## Text section
Opinion
Case No.: 2:14-cv-1141-JAD-PAL
12-08-2014
Order Granting Defendant's Motion to Dismiss [Doc. 37]
Plaintiff Adrienne Burch's employment-related claims against her former employer, the Bellagio Hotel and Casino, were previously dismissed with leave to amend. Docs. 1, 25. After receiving specific guidance from the court regarding the substantive deficiencies of her claims and requirements for properly pleading a claim in federal court, Burch filed an amended complaint, which Bellagio now seeks to dismiss under Rule 12(b)(6). Doc. 37. After careful review of the amended complaint, I find that all of Burch's newly pled counts fail to state a claim for which relief can be granted, and thus I grant Bellagio's motion, and I dismiss Burch's lawsuit with prejudice.
Background
These statements are for illustrative purposes only, and are not intended to be any statement of fact. I incorporate by reference my prior background and discussion sections for Doc. 25.
Burch originally sued Bellagio for alleged violations of Title VII of the Civil Rights Act of 1964, and the Equal Pay Act of 1963. Doc. 1. Bellagio moved to dismiss Burch's Title VII claims on the basis that Burch failed to exhaust her administrative remedies, and that her Equal Pay Act claims should be dismissed because they failed to state a claim. Doc. 8. I granted Bellagio's motion in both respects, finding Burch had failed to timely bring her Title VII claims after receiving a Notice of Right to Sue letter from the EEOC. Doc. 25 at 3-5. As to her Equal Pay Act claims, I noted that there was "no specific allegation that the Bellagio ever paid her a wage different than it paid a similarly situated male employee." Doc. 25 at 6. I also noted that "Burch's allegation that she complained about pay disparities . . . is completely absent." Id. I then granted Burch leave to amend to allege a claim for relief over which this court has jurisdiction, providing her specific guidance on the proper form of the complaint, and cautioning her that I was "not inclined to grant [her] leave to file a second amended complaint if the first amended complaint were found to be deficient." Id. at 6-9.

## Material provided
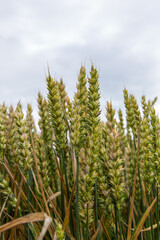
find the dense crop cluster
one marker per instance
(85, 178)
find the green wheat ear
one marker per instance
(114, 165)
(89, 157)
(58, 120)
(46, 141)
(22, 136)
(79, 112)
(3, 137)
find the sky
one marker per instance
(120, 37)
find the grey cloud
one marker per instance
(120, 38)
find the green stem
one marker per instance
(157, 214)
(87, 224)
(96, 209)
(120, 224)
(77, 200)
(151, 217)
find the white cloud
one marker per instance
(121, 37)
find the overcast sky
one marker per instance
(121, 37)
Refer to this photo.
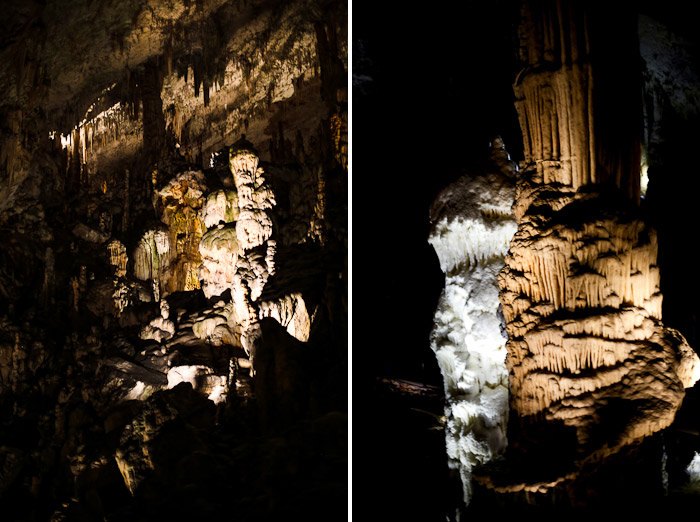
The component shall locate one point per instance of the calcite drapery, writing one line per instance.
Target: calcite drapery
(472, 227)
(170, 256)
(580, 289)
(253, 231)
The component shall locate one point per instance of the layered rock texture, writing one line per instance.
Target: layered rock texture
(146, 248)
(472, 228)
(592, 367)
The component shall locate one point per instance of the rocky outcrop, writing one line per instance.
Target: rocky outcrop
(472, 227)
(254, 234)
(592, 367)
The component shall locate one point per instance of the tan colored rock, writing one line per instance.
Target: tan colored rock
(588, 355)
(219, 251)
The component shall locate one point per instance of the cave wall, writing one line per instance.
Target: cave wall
(119, 204)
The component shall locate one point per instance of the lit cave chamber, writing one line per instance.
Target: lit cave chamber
(173, 260)
(565, 333)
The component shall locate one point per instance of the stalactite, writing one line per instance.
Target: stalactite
(580, 290)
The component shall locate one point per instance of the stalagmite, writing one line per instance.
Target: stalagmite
(580, 289)
(253, 231)
(472, 226)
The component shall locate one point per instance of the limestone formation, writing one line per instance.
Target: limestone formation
(254, 232)
(472, 227)
(591, 364)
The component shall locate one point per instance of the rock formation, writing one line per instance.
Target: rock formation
(135, 264)
(591, 365)
(472, 228)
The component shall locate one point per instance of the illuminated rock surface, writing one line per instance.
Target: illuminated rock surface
(472, 227)
(128, 249)
(592, 367)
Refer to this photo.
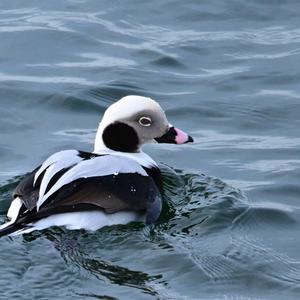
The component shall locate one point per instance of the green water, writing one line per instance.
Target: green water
(228, 73)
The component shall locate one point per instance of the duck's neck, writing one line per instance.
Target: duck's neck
(139, 156)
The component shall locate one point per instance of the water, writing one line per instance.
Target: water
(225, 71)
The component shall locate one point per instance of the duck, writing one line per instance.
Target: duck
(116, 183)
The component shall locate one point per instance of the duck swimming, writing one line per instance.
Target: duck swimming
(117, 183)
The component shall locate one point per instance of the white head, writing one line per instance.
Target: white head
(133, 121)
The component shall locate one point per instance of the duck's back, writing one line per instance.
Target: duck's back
(85, 190)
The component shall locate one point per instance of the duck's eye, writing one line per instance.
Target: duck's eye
(145, 121)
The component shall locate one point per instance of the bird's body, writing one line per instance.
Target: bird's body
(116, 184)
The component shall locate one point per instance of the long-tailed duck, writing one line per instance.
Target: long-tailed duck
(115, 184)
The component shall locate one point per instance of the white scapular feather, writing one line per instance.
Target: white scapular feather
(66, 158)
(98, 166)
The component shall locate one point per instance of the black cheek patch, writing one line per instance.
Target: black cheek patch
(120, 137)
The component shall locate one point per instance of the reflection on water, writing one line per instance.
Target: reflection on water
(227, 73)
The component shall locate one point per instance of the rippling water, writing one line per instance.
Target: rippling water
(227, 72)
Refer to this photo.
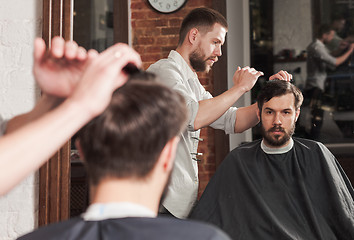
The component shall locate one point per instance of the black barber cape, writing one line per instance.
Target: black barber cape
(301, 194)
(132, 228)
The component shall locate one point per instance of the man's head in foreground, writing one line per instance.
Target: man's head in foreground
(132, 144)
(279, 105)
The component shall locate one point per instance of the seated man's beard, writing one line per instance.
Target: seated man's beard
(277, 141)
(197, 61)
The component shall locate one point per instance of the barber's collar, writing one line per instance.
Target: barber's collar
(281, 150)
(99, 211)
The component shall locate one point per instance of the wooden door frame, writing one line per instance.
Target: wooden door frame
(54, 176)
(222, 143)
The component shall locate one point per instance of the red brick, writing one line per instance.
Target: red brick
(170, 31)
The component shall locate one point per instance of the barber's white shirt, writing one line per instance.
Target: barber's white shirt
(2, 126)
(100, 211)
(183, 188)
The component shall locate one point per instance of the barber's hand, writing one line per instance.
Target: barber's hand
(58, 70)
(282, 75)
(102, 77)
(246, 77)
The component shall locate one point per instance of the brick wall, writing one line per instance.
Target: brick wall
(153, 36)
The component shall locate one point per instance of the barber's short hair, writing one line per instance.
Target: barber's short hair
(126, 140)
(278, 88)
(324, 29)
(201, 18)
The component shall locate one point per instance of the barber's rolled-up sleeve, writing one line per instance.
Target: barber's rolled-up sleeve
(226, 122)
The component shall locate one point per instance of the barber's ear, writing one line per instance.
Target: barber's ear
(193, 35)
(297, 114)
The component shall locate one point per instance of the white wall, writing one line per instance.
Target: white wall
(238, 53)
(20, 22)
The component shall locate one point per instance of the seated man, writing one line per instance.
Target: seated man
(129, 152)
(279, 187)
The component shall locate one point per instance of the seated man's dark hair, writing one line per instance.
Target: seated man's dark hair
(128, 137)
(278, 88)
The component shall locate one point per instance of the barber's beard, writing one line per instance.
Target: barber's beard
(198, 61)
(277, 140)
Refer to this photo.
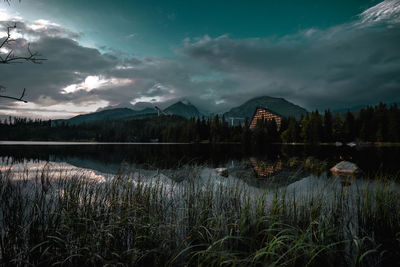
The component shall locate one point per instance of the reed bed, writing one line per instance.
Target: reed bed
(70, 219)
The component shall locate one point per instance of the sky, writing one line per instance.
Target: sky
(216, 54)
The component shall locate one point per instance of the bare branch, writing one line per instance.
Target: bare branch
(33, 57)
(15, 98)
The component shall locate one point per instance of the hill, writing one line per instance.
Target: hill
(278, 105)
(184, 109)
(109, 114)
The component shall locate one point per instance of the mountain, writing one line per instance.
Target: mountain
(109, 114)
(278, 105)
(184, 109)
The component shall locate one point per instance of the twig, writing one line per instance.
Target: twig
(15, 98)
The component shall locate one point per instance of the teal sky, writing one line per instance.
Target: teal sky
(156, 28)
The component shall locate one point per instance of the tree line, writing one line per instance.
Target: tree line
(371, 124)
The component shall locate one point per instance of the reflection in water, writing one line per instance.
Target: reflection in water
(265, 169)
(41, 170)
(173, 159)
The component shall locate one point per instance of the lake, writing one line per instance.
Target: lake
(256, 166)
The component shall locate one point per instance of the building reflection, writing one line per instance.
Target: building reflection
(264, 169)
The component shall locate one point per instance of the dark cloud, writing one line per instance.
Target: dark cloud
(343, 66)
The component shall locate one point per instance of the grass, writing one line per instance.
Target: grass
(69, 219)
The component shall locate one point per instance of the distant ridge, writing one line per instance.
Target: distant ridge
(277, 105)
(184, 109)
(108, 114)
(187, 110)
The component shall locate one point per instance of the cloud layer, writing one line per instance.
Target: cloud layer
(343, 66)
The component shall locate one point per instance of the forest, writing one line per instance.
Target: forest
(380, 123)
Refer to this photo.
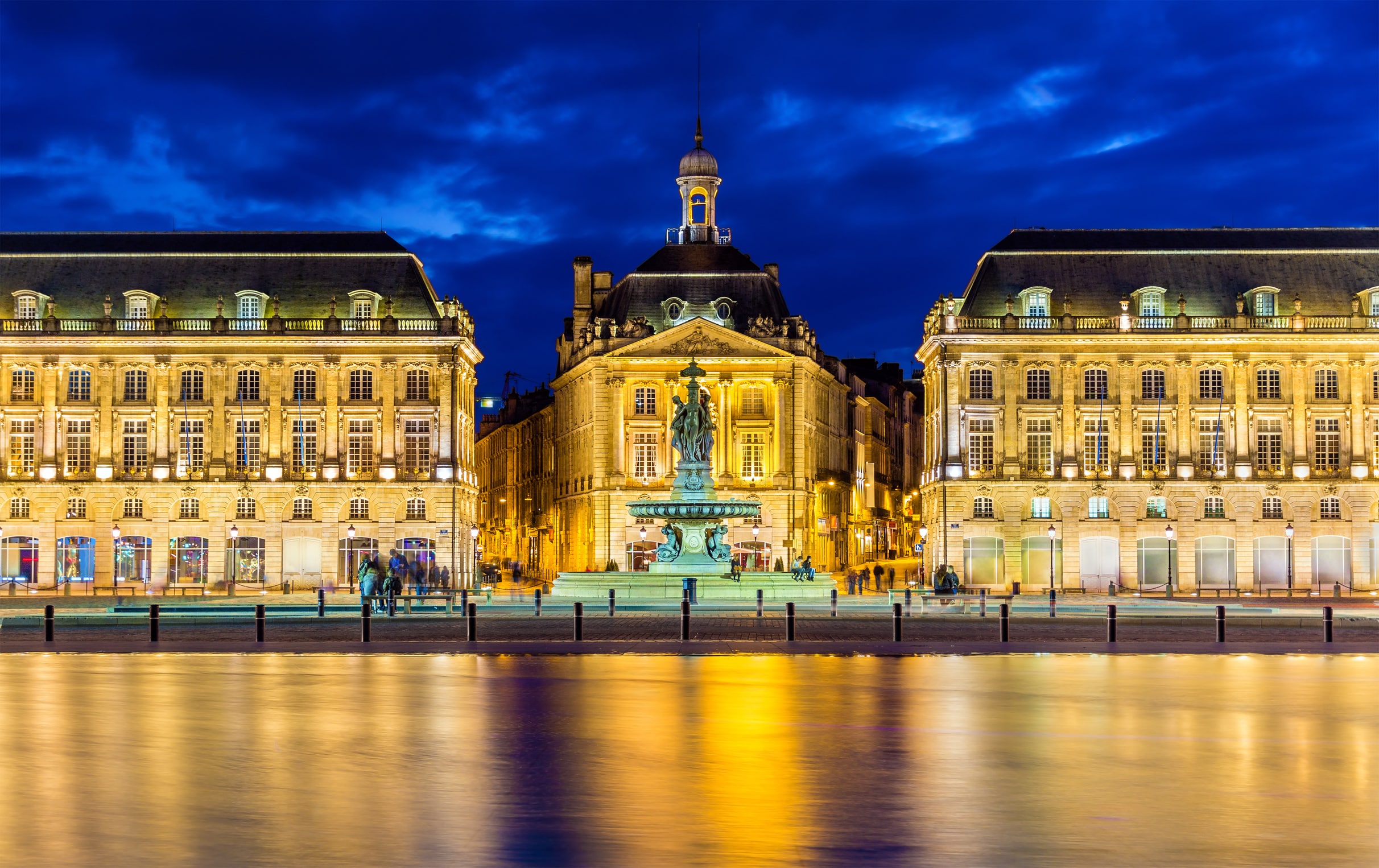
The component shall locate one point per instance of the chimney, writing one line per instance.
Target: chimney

## Tasks to complete
- a) Which docket documents does the court order cite by number? List each one once.
- b) Please collect every line of the listing that contains the string "stalagmite". Case counts.

## Results for each task
- a)
Doc. 37
Doc. 1
Doc. 25
Doc. 8

- b)
The component shall locate one point per instance of the stalagmite, writing one line per instance.
Target: stalagmite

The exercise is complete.